*Text:*
'''

A problem: nearly one third of CO2 emissions occured since 1998, and it hasn't warmed

Guest post by Tom Fuller

The physics behind the theory of global warming are solid. CO2 is a greenhouse gas, we’re emitting industrial levels of it, with China now in the lead for emissions. A significant portion remains in the atmosphere for a fairly long time, though the residence time is widely disputed. This residence of CO2 retards the cooling of the Earth and temperatures warm as a result.

One of the few non-controversial datasets in climate change is the Keeling curve, the graph of the concentrations of CO2 in the atmosphere reproduced here:

Keeling
Figure1 The Keeling curve Image: Scripps Institute

We see concentrations rising steadily from 315 parts per million in 1960 to 395 ppm last year. It’s close to 400 ppm now.

Human emissions of CO2 caused by burning of fossil fuels and production of cement have risen similarly:

Global_Carbon_Emission_by_Type
Figure 2 global emissions Image: Wikipedia

Emissions have climbed at an even higher rate than concentrations.

'''

*Recorded data:*
'''

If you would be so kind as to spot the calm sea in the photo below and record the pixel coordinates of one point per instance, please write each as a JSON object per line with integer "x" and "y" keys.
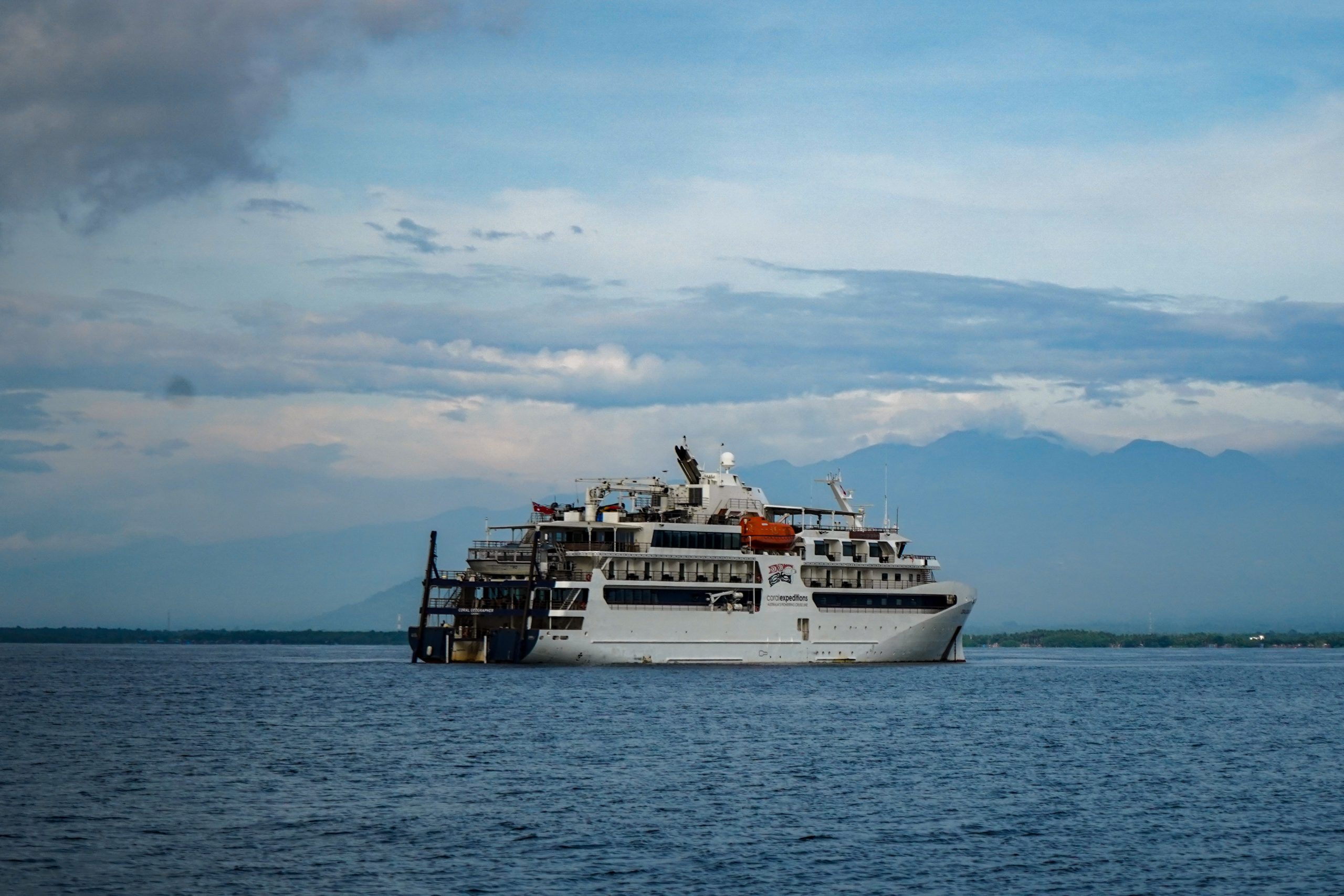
{"x": 347, "y": 770}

'''

*Task item:* Render this sentence from the global warming post in Spanish: "Emissions have climbed at an even higher rate than concentrations."

*Exercise solution:* Las emisiones han aumentado a un ritmo aún mayor que las concentraciones.